┌──

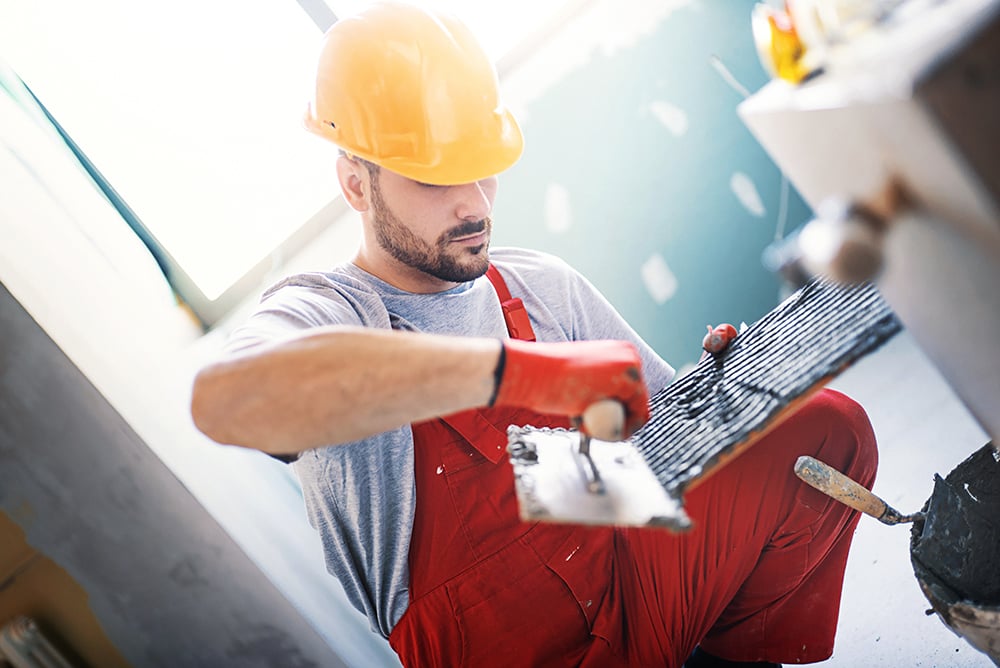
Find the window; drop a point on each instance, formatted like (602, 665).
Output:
(191, 112)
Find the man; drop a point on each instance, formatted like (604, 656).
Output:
(396, 375)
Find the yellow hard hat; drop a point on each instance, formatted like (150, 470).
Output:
(413, 91)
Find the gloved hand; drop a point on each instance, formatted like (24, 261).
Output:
(718, 339)
(566, 378)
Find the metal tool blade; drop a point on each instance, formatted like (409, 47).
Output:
(563, 476)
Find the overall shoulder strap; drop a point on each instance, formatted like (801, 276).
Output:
(514, 313)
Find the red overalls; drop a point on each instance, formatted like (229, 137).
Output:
(758, 578)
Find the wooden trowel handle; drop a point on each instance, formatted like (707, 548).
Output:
(605, 420)
(838, 486)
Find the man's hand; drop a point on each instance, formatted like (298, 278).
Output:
(567, 378)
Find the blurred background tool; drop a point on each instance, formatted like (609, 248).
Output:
(907, 101)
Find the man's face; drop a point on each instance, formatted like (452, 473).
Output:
(448, 228)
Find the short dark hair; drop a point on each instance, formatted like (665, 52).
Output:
(368, 164)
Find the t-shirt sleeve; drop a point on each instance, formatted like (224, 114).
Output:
(288, 308)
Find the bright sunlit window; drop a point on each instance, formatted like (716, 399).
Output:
(192, 110)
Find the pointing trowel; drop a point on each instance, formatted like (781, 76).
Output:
(587, 475)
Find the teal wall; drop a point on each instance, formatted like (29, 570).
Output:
(635, 188)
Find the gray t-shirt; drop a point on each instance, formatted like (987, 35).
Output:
(361, 496)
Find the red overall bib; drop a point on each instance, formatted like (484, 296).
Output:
(758, 578)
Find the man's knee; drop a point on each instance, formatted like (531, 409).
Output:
(849, 436)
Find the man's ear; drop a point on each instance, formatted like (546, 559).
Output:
(350, 174)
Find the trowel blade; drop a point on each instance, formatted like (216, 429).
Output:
(551, 476)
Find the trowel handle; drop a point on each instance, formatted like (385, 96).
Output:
(604, 420)
(838, 486)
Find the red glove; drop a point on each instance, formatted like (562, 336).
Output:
(566, 378)
(718, 338)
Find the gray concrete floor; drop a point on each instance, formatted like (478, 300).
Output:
(922, 429)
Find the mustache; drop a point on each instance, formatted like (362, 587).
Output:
(468, 228)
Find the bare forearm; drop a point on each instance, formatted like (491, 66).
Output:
(340, 384)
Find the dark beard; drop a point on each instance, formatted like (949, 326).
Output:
(432, 259)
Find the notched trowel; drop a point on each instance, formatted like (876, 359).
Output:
(566, 476)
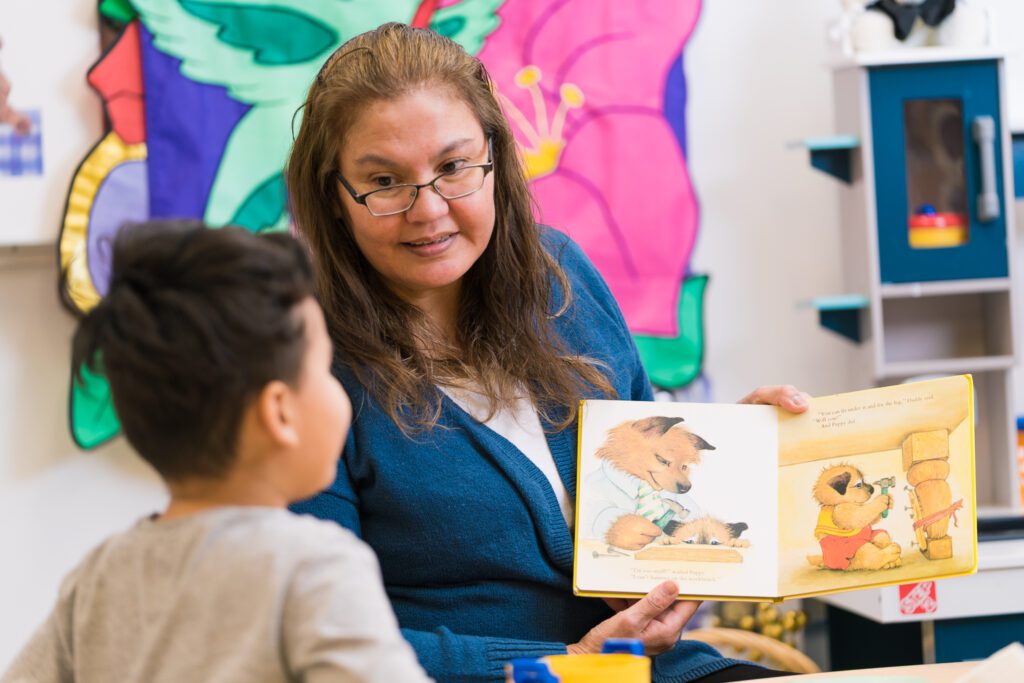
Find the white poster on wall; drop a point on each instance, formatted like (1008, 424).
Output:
(53, 118)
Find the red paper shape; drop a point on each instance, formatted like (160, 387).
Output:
(918, 598)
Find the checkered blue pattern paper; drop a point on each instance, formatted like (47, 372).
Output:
(22, 155)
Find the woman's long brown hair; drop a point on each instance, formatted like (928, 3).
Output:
(505, 340)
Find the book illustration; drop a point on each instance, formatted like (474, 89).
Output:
(845, 528)
(926, 461)
(889, 471)
(751, 502)
(646, 468)
(710, 531)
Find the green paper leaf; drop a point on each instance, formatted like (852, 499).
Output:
(674, 363)
(275, 35)
(263, 208)
(468, 23)
(118, 10)
(93, 421)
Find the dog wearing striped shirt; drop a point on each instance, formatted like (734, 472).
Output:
(660, 454)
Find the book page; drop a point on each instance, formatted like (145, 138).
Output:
(677, 491)
(878, 487)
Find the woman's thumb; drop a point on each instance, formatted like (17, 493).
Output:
(659, 599)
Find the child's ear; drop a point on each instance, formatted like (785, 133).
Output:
(276, 414)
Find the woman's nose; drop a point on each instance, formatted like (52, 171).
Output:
(427, 206)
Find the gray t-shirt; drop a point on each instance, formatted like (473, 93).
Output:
(231, 594)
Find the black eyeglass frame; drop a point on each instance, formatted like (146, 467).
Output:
(487, 167)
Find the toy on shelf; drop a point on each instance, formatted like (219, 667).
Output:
(932, 229)
(882, 26)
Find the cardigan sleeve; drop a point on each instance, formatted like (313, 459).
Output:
(585, 275)
(456, 658)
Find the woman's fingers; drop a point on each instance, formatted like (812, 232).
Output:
(785, 396)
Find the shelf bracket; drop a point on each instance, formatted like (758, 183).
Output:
(842, 314)
(832, 155)
(1017, 140)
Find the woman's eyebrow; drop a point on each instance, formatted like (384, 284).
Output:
(373, 159)
(452, 146)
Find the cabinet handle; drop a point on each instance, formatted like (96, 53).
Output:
(983, 131)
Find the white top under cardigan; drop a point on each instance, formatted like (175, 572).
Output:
(521, 427)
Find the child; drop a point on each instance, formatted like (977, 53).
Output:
(219, 366)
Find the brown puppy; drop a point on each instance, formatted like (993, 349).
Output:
(844, 528)
(709, 531)
(659, 452)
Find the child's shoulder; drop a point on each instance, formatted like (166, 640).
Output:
(278, 529)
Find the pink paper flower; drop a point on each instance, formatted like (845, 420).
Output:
(583, 84)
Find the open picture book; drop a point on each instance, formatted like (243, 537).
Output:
(753, 503)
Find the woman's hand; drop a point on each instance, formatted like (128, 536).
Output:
(785, 396)
(657, 620)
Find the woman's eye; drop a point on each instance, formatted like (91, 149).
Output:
(452, 166)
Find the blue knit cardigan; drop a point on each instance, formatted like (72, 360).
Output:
(475, 554)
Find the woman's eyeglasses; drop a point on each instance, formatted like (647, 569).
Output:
(451, 185)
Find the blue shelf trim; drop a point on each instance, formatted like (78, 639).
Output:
(842, 314)
(832, 155)
(1018, 147)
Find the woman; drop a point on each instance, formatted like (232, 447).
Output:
(466, 336)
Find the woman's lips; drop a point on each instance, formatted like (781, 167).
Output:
(431, 246)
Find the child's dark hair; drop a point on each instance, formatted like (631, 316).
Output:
(196, 323)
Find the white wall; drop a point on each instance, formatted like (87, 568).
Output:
(55, 502)
(768, 238)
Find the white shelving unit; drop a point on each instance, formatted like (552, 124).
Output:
(941, 313)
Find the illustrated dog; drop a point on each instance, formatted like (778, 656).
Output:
(641, 459)
(844, 528)
(708, 531)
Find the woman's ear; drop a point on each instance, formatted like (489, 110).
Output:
(276, 414)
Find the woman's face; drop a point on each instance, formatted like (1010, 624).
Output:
(423, 253)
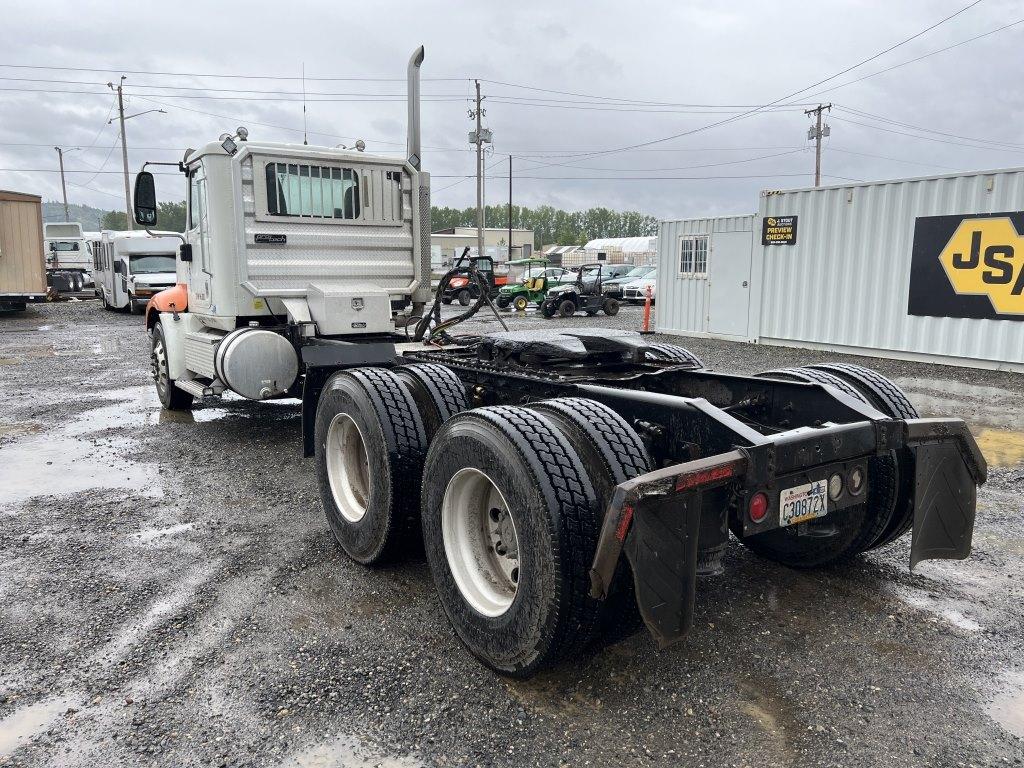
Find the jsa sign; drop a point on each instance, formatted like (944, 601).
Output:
(969, 266)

└──

Output the records above exactly, omitting the pictures.

Find the window; drop a point on each instance, formatted like (602, 665).
Output:
(191, 112)
Find the man; drop a point on each instance, formatted like (604, 656).
Output:
(396, 375)
Find the yellow hard hat; drop a point on each instance, formatted like (150, 470).
Output:
(413, 91)
Find the gloved hand; drop a point on each instance, formatted like (24, 261).
Output:
(718, 339)
(566, 378)
Find the metal tool blade; drop a point on each instance, formatted like (409, 47).
Output:
(563, 476)
Find the overall shoulder strap; drop a point on each instance, formatted like (801, 276).
Output:
(514, 313)
Find the red overalls; drop a point on each instance, formatted like (229, 137).
Output:
(758, 578)
Find the wooden trowel handle; drop a point on each instance, formatted like (707, 548).
Output:
(605, 420)
(838, 486)
Find the man's hand; drop a point on each instance, formatted like (298, 278).
Output:
(567, 378)
Find the blurred background tool; drop a point on each instance, formatted like (609, 248).
Output:
(907, 101)
Find the man's face; drop a point on each instance, formatted like (452, 473).
Output:
(448, 228)
Find the short dark hair; drop a point on each instance, formatted like (665, 52).
Output:
(368, 164)
Find the t-shirt sleeve; drop a point on each instance, formatted like (224, 114).
Output:
(288, 308)
Find the bright sunlit window; drop a point on each instance, formatted like (716, 399).
Output:
(192, 110)
Find the pointing trowel; drop a point on each instance, formatted like (781, 76).
Output:
(587, 475)
Find the teal wall; drop a point on each instance, formatted like (29, 570).
Output:
(635, 188)
Find the gray t-shirt; drop a point on each instance, formatted like (987, 35).
Output:
(361, 496)
Find the red overall bib; drop a point on each instance, formatted like (484, 296).
Output:
(758, 578)
Find the man's knee; drop a point on each instance, formatted like (531, 409).
Output:
(849, 436)
Find the man's ear; drop a point on each instance, formatted like (546, 559).
Output:
(350, 174)
Find the trowel blade; drop a point on each instance, formatted like (216, 429).
Output:
(551, 476)
Find the trowel handle; drop a point on each instance, formatted like (385, 96).
Output:
(604, 420)
(838, 486)
Find the red glove; drop a point on each instance, formatted like (562, 336).
Output:
(566, 378)
(718, 338)
Find the gray concrete floor; drop a point on each instance, formatted like (478, 300).
Output:
(922, 429)
Find the mustache; drop a point on each instance, formatted like (362, 587).
Output:
(468, 228)
Find the bare forearm; drop a point on each instance, formatted like (491, 66).
Output:
(340, 384)
Find the dark beard; drop a point on each instance, formatted like (949, 326).
Output:
(432, 259)
Find the notched trowel; drop a point on each instance, formatted like (876, 359).
Output:
(566, 476)
Find the white poster on wall; drop a point on each instance, formatted like (1008, 424).
Output:
(53, 118)
Find the red paper shape; drop a point on each instance, formatted like (160, 387).
Output:
(918, 598)
Find the checkered blue pattern paper; drop a point on each instance, formatted like (47, 372).
Output:
(22, 155)
Find the woman's long brown hair; drop a point on each instance, formatted like (928, 3).
Output:
(505, 340)
Find the book illustration; drop a point on each instance, formatted like (474, 89).
Output:
(845, 528)
(926, 461)
(889, 471)
(751, 502)
(646, 468)
(710, 531)
Find the green paper leaf; drop a point on each instance, formatted like (852, 499).
Output:
(674, 363)
(275, 35)
(263, 208)
(468, 23)
(118, 10)
(93, 421)
Find the dog wearing striped shirt; drop a point on each instance, formatted like (734, 472).
Output:
(660, 454)
Find the book page; drop a point on each instance, formatted like (145, 138).
Output:
(677, 491)
(878, 487)
Find the woman's thumb; drop a point on each instance, formatted like (17, 493).
Output:
(659, 599)
Find the child's ear; drop a point on each instance, formatted like (785, 133).
Output:
(276, 414)
Find the woman's nose; drop a point on each instance, formatted like (52, 171).
Output:
(427, 206)
Find the gray t-shirt; drop a point on each instance, formatted like (473, 93).
Output:
(231, 594)
Find the black eyeglass frame; drop a point on each instance, formatted like (146, 467).
Output:
(487, 167)
Find the toy on shelf; drop a point on each instance, formatted like (219, 667).
Output:
(932, 229)
(882, 26)
Find the cardigan sleeve; drop a point on each instance, formatted like (313, 459).
Output:
(585, 275)
(456, 658)
Find the woman's fingers; drop a point on each instance, formatted like (812, 232).
Output:
(785, 396)
Find the shelf bracket; drop a point on each instance, formatted like (758, 183).
Output:
(842, 314)
(832, 155)
(1017, 140)
Find the woman's eyebrow; drop a point on each instance, formatted like (384, 284).
Output:
(373, 159)
(452, 146)
Find the cabinet handle; drop a point on each instance, formatted like (96, 53).
Output:
(983, 131)
Find the white top under cardigan; drop a point on each instance, formatted like (175, 572).
Output:
(521, 427)
Find the child; drop a point on each instance, formatted like (977, 53).
Output:
(219, 366)
Find the brown puppy; drop a point on each instance, formatted like (993, 349).
Output:
(844, 528)
(709, 531)
(659, 452)
Find the child's shoulder; drop a point on each instance, formatted like (166, 640).
Output:
(278, 529)
Find the pink paper flower; drop a point on each instance, formatted like (845, 420).
Output:
(583, 84)
Find the open picture book; drop a point on each instance, formatted like (243, 537).
Output:
(753, 503)
Find the woman's hand; drop a point on each instance, formatted like (128, 536).
Output:
(785, 396)
(657, 620)
Find the woman's eye; drop a point on each instance, formatted like (91, 149).
Output:
(452, 166)
Find the blue knit cardigan; drop a point on each instance, formatted like (72, 360).
Output:
(475, 554)
Find the woman's eyeglasses; drop a point on each instance, formatted like (647, 569).
Output:
(451, 185)
Find the blue shelf trim; drop a point on each instance, formatted like (78, 639).
Output:
(842, 314)
(832, 155)
(1018, 147)
Find the woman; drop a point on each instance, formatted like (232, 447).
Output:
(466, 336)
Find the woman's lips; drop a point on each instance, formatted like (781, 167).
Output:
(431, 246)
Find the child's dark hair; drop a point on each instance, formatted like (631, 316).
Output:
(196, 323)
Find the white wall; drop a point on each instance, formatted like (87, 568).
Output:
(55, 502)
(768, 238)
Find the white shelving unit; drop a point on each instance, formatted like (552, 124).
Output:
(941, 313)
Find the illustrated dog; drop a point on each instance, formatted like (778, 656).
Output:
(641, 459)
(844, 528)
(708, 531)
Find the woman's ear; drop a point on each instance, formatted like (489, 110).
Output:
(276, 414)
Find the woman's face; drop a point on each instance, formatted like (1010, 624).
Output:
(423, 253)
Find the jsa sign; drop a point on each instance, formatted like (944, 601).
Output:
(969, 266)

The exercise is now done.